* **What you have to do**:
When copying the records below, omit any image and print everything else exactly.

##### Material to process

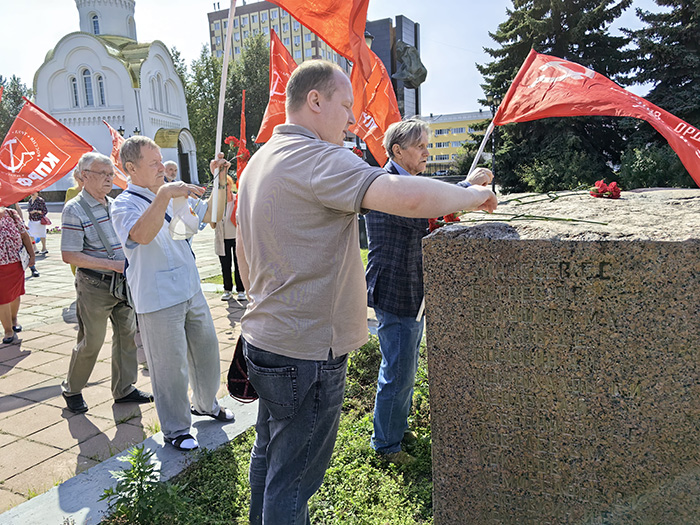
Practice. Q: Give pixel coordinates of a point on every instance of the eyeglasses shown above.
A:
(105, 174)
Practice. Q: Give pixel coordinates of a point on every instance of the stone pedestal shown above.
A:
(564, 375)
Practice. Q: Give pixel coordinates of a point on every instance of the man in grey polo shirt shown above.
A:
(299, 255)
(81, 246)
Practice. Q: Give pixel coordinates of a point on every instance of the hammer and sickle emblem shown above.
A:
(277, 85)
(15, 163)
(566, 73)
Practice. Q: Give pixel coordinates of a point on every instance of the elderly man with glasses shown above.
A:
(89, 242)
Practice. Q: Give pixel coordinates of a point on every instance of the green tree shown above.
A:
(11, 102)
(249, 72)
(667, 56)
(569, 151)
(252, 74)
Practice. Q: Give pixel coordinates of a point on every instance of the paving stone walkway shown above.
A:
(42, 444)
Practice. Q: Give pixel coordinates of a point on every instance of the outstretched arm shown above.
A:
(422, 197)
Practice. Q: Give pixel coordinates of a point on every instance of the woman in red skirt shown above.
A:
(13, 235)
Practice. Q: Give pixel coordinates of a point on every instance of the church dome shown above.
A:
(107, 17)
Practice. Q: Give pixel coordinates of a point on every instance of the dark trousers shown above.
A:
(229, 255)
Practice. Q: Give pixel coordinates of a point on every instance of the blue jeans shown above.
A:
(298, 416)
(399, 342)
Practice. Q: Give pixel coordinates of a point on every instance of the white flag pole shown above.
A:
(222, 99)
(489, 130)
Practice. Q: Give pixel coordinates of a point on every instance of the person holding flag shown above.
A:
(176, 326)
(299, 256)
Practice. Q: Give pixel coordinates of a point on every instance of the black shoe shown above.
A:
(136, 396)
(76, 403)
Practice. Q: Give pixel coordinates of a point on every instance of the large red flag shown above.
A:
(375, 103)
(37, 151)
(548, 86)
(281, 66)
(341, 23)
(117, 141)
(243, 154)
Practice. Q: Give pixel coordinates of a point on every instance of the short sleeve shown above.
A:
(340, 180)
(124, 215)
(72, 229)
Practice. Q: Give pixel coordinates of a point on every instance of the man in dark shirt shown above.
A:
(395, 291)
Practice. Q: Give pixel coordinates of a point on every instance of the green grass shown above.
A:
(358, 488)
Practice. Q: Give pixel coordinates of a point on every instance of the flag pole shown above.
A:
(489, 130)
(222, 99)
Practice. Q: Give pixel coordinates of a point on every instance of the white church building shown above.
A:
(103, 73)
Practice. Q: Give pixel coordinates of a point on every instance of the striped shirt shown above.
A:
(78, 234)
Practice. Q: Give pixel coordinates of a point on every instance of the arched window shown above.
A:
(74, 98)
(101, 99)
(166, 95)
(159, 82)
(87, 88)
(154, 93)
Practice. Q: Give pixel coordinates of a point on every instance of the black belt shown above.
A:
(96, 275)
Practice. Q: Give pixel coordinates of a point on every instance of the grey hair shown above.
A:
(131, 149)
(405, 133)
(311, 74)
(86, 162)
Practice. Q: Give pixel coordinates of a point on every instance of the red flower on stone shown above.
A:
(232, 140)
(606, 191)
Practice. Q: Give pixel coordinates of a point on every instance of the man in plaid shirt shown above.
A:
(395, 291)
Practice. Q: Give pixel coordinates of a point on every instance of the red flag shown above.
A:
(281, 66)
(341, 23)
(375, 103)
(548, 86)
(37, 151)
(117, 141)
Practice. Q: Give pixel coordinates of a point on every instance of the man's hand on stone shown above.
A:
(490, 202)
(181, 189)
(118, 266)
(480, 177)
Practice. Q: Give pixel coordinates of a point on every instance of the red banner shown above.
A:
(117, 141)
(281, 66)
(341, 23)
(241, 158)
(548, 86)
(375, 103)
(37, 151)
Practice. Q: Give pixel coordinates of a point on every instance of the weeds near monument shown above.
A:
(358, 489)
(138, 498)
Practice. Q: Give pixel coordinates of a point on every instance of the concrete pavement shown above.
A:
(42, 444)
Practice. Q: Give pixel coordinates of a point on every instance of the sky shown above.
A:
(453, 35)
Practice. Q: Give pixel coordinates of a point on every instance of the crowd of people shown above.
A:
(290, 242)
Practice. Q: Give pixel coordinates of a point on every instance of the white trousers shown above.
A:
(181, 348)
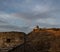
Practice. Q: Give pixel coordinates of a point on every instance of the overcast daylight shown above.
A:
(23, 15)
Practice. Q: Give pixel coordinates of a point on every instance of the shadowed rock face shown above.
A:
(11, 39)
(42, 40)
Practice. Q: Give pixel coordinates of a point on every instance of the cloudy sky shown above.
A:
(23, 15)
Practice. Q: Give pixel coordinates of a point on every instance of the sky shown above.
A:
(24, 15)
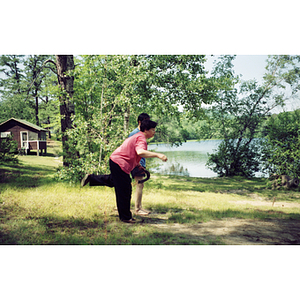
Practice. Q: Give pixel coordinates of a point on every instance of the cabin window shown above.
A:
(24, 139)
(5, 134)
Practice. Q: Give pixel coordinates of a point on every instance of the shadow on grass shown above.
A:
(25, 229)
(19, 175)
(191, 215)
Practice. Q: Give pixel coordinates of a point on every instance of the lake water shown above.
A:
(189, 159)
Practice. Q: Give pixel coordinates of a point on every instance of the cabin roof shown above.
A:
(25, 123)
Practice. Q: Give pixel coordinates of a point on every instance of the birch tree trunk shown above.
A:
(64, 64)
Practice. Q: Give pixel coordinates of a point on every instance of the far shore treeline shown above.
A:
(91, 102)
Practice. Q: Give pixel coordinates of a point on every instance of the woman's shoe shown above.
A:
(142, 212)
(129, 221)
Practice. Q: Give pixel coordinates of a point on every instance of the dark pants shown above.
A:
(123, 190)
(122, 184)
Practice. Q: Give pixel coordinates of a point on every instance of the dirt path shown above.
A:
(241, 231)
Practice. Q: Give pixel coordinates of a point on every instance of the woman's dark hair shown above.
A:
(147, 125)
(143, 116)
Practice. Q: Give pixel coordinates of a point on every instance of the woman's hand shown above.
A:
(162, 157)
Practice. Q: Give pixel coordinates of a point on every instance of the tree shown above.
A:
(12, 90)
(241, 114)
(111, 91)
(281, 144)
(35, 76)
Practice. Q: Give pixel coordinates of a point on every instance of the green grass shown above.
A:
(35, 209)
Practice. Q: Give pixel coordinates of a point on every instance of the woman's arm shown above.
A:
(148, 154)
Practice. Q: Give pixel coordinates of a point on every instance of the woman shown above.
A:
(122, 161)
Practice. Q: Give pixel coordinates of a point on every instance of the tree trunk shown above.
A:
(64, 64)
(126, 120)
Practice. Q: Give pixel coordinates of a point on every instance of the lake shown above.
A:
(189, 159)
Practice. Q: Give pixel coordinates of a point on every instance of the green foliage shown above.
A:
(281, 145)
(242, 114)
(8, 149)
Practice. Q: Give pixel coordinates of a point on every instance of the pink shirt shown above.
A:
(126, 155)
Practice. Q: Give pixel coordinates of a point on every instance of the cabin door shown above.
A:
(24, 139)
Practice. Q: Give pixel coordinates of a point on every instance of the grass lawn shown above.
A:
(35, 209)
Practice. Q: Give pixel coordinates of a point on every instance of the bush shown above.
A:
(281, 148)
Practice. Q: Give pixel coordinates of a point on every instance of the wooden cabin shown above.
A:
(28, 136)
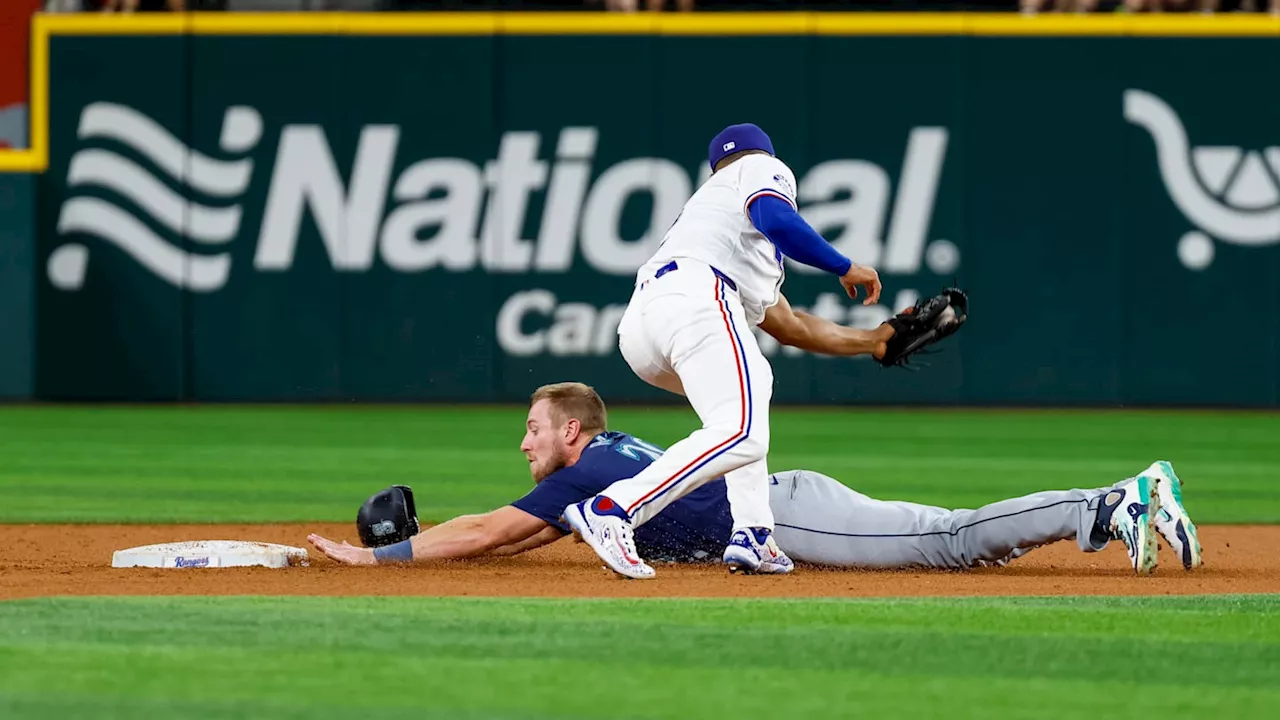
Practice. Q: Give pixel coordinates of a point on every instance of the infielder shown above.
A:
(686, 329)
(572, 456)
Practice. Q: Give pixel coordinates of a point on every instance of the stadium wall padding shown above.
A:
(17, 287)
(256, 217)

##########

* **The answer**:
Practice. Q: Give pixel coordinates of a point on every instance of the eyeglasses shown above.
A:
(105, 174)
Practice. Q: Give pixel coordinates of a point on every instance of the stone pedestal shown above.
A:
(564, 375)
Practice. Q: Give pixel coordinates of a point on every instance of the man in grey polo shirt shown above.
A:
(299, 255)
(81, 246)
Practice. Q: Give pixel coordinates of a point on every instance of the hammer and sickle emblem shown above.
A:
(277, 85)
(15, 163)
(566, 73)
Practice. Q: Give pixel coordinates of a point on every instance of the elderly man with glasses shown above.
A:
(89, 242)
Practice. Q: Give pixel coordinates of a point on every instance of the green tree shown above.
A:
(11, 102)
(249, 72)
(667, 56)
(569, 151)
(252, 74)
Practice. Q: Give pixel coordinates of a point on every instance of the paving stone walkway shown above.
A:
(42, 444)
Practice. Q: Give pixel coordinates of a point on every instance of the outstretched arm shown above.
A:
(422, 197)
Practice. Q: Give pixel coordinates of a point on every instance of the woman in red skirt shown above.
A:
(13, 235)
Practice. Q: Give pixel coordinates of a point on every instance of the church dome shown above.
A:
(107, 17)
Practice. Q: Give pixel coordinates of a point on every instance of the dark trousers shown above.
A:
(229, 255)
Practice. Q: Give pixel coordinates of a point on every instance of the blue jeans shown above.
A:
(298, 416)
(399, 342)
Practice. Q: Give pixel coordinates of a point on every instance of the white flag pole shown above.
A:
(222, 99)
(489, 130)
Practice. Q: Give pixel coordinates of a point on every instance of the person holding flag shown above.
A:
(176, 326)
(299, 256)
Practice. Q: Give pixel coordinates of a point on every instance of the black shoe shown above.
A:
(136, 396)
(76, 403)
Practice. Q: Give pixel coordinates of a point on every instance of the large red flag shown above.
A:
(375, 103)
(37, 151)
(548, 86)
(281, 66)
(341, 23)
(117, 141)
(243, 154)
Practice. Q: Give pixel coordinates of a point on every instance of the short sleeve shown above.
A:
(340, 180)
(124, 215)
(72, 229)
Practice. Q: Give pixel coordinates of a point on every instance of the man in dark shirt shown above.
A:
(395, 291)
Practice. Q: Give pixel coordinates of a point on every instance of the green grass shown above.
A:
(358, 488)
Practice. Q: Give pixel coordinates of a point on every instance of the flag pole shown above.
A:
(489, 130)
(222, 99)
Practice. Q: Give pixel coordinates of a point on every instance of the white church building shown above.
A:
(103, 73)
Practice. Q: Give pixel coordinates of a point on every instance of the striped shirt shown above.
A:
(78, 234)
Practice. Q: Give pixel coordinates of a point on every instance of the arched window shown above.
A:
(74, 98)
(101, 99)
(166, 95)
(159, 82)
(87, 88)
(154, 93)
Practice. Q: Give pixel coordinates of a point on every instance of the black belt shown above.
A:
(96, 275)
Practice. Q: Give pixel coordinates of a point on every instance of the grey hair shown above.
A:
(131, 149)
(405, 133)
(311, 74)
(86, 162)
Practice. Q: Give pixel coordinates of a point on every instance of the red flower on stone shown above.
A:
(232, 140)
(606, 191)
Practice. Q: Give pixel coordinates of a point on every instance of the man in plaid shirt shown above.
A:
(395, 291)
Practice. Q: Give pixel coordinates of a point on every instance of the red flag shown above.
A:
(281, 66)
(341, 23)
(375, 103)
(548, 86)
(37, 151)
(117, 141)
Practice. Q: Give pixel coordinates of a point on every instance of the man's hand on stone shown above.
A:
(490, 202)
(181, 189)
(118, 266)
(480, 177)
Practice. Q: Give pixel coordinates of a point on every instance of the red banner shown above.
A:
(117, 141)
(281, 66)
(341, 23)
(241, 158)
(548, 86)
(375, 103)
(37, 151)
Practice. Q: Give pixel coordinates of a point on every instance of the weeds near monument shown above.
A:
(358, 489)
(138, 498)
Practice. Q: Give pixel coordinates of a point on every instance of the concrete pavement shown above.
A:
(42, 444)
Practice. Q: Give pixel coordinates of a point on every instance of the sky shown above.
A:
(453, 35)
Practice. Q: Give pixel coordinates of a point on every instance of the crowd of people shown above.
A:
(290, 242)
Practice. Q: Give pixel coordinates of a point on every instance of the white trousers shown above.
A:
(181, 348)
Practice. Q: Give pixel coordinates of a point on every instance of the overcast daylight shown above.
A:
(23, 15)
Practice. Q: Give pixel coordinates of a point on every instance of the shadowed rock face shown above.
A:
(11, 39)
(42, 40)
Practice. Q: Give pixel coordinates of a point on every instance of the cloudy sky shown above.
A:
(23, 15)
Practice. Q: Give pixel coordinates of a point on every instance of the sky shown above.
A:
(24, 15)
Practice. Q: Give pixel coordinates of a point on every instance of the cabin window shown above.
A:
(24, 139)
(5, 134)
Practice. Q: Give pixel coordinates of a point on every instance of the shadow on grass shown above.
A:
(25, 229)
(19, 175)
(191, 215)
Practice. Q: Give pixel coordinates of a point on every instance of the lake water shown above.
A:
(189, 159)
Practice. Q: Give pixel coordinates of a point on every instance of the cabin roof shown above.
A:
(25, 123)
Practice. Q: Give pixel coordinates of a point on every instance of the birch tree trunk shown above.
A:
(64, 64)
Practice. Q: Give pixel coordinates of a point on every instance of the far shore treeline shown above.
A:
(91, 102)
Practice. Q: Give pixel coordinates of a point on every instance of the woman's shoe shown above.
A:
(142, 212)
(129, 221)
Practice. Q: Give pixel coordinates of a point on every instance of the dark pants shown above.
A:
(123, 190)
(122, 184)
Practice. Q: Give pixel coordinates of a point on every instance of the dirt path shown above.
A:
(241, 231)
Practice. Q: Give pixel coordinates of a point on every instance of the woman's dark hair shown above.
A:
(147, 125)
(143, 116)
Practice. Q: Give pixel coordinates of a point on every instance of the woman's hand shown above.
A:
(162, 157)
Practice. Q: Give pixel coordinates of a point on every instance of the tree shown above.
A:
(12, 90)
(241, 114)
(111, 91)
(281, 144)
(35, 76)
Practice. Q: Give pixel coordinates of a point on every instance of the green grass shown above.
A:
(35, 209)
Practice. Q: Give pixel coordinates of a point on every instance of the woman's arm shown above.
A:
(148, 154)
Practice. Q: Give pixel coordinates of a point on every instance of the woman shown above.
A:
(122, 161)
Practice. Q: Give pixel coordinates of a point on every instance of the tree trunk shown above.
A:
(64, 64)
(126, 120)
Practice. Q: Give pixel coordinates of a point on every instance of the lake shown above.
A:
(189, 159)
Practice. Q: Give pixel coordinates of a point on every instance of the green foliage shown above.
A:
(281, 145)
(242, 114)
(8, 149)
Practice. Q: Give pixel coordinates of a point on every instance of the pink shirt shown above.
A:
(126, 155)
Practice. Q: Give pixel coordinates of a point on every instance of the cabin door shown above.
A:
(24, 139)
Practice. Q: Give pixel coordinates of a point on every instance of the grass lawn shown above.
A:
(35, 209)
Practice. Q: Give pixel coordinates of a point on every instance of the bush shown above.
A:
(281, 148)
Practice. Q: Give pixel coordinates of a point on every instance of the wooden cabin shown above.
A:
(28, 136)
Practice. Q: Give pixel coordinates of a point on every instance of the infielder shown above.
A:
(686, 329)
(572, 456)
Practice. Q: Give pixel coordinates of a point on every instance of the stadium wall padding shown above.
A:
(17, 287)
(256, 217)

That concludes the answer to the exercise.